>>>

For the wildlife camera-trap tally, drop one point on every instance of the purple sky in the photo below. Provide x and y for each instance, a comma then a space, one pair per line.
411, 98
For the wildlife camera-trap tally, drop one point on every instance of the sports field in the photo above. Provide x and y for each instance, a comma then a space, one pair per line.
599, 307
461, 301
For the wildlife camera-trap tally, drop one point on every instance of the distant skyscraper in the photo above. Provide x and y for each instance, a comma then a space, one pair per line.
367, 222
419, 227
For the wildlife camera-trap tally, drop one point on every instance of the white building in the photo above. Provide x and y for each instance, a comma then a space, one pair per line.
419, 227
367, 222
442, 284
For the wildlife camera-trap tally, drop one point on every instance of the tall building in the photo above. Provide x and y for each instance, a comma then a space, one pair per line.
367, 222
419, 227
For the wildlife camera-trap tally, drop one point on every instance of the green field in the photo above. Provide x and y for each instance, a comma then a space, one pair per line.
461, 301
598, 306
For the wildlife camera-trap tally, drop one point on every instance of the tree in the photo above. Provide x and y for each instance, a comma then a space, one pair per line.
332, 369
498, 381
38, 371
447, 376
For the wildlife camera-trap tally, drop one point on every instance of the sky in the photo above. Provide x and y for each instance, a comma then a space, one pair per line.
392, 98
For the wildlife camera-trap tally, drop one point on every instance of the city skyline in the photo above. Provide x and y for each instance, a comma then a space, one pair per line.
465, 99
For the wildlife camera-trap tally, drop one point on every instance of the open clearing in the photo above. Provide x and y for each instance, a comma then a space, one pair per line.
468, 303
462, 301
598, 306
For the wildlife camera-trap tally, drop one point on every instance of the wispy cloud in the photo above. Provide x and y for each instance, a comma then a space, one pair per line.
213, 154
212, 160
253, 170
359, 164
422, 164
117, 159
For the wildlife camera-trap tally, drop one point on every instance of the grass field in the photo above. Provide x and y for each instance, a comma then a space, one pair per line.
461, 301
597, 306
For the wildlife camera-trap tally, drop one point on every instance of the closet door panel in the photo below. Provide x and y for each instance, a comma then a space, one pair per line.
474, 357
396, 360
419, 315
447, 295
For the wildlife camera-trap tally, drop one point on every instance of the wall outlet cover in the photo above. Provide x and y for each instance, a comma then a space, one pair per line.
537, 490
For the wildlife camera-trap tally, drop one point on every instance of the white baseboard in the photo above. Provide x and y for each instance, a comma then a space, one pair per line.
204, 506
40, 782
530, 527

<<<

Carry the part of the records that opens with the line containing "the white baseboard" and runs through the end of the records down here, requests included, and add 116 to every x and y coordinate in the answers.

For the wildlife camera-trap tally, drop one point on every instance of the white baseboard in the photo above. Provide x and y for each instance, a comma then a space, one pair per line.
320, 622
156, 898
646, 643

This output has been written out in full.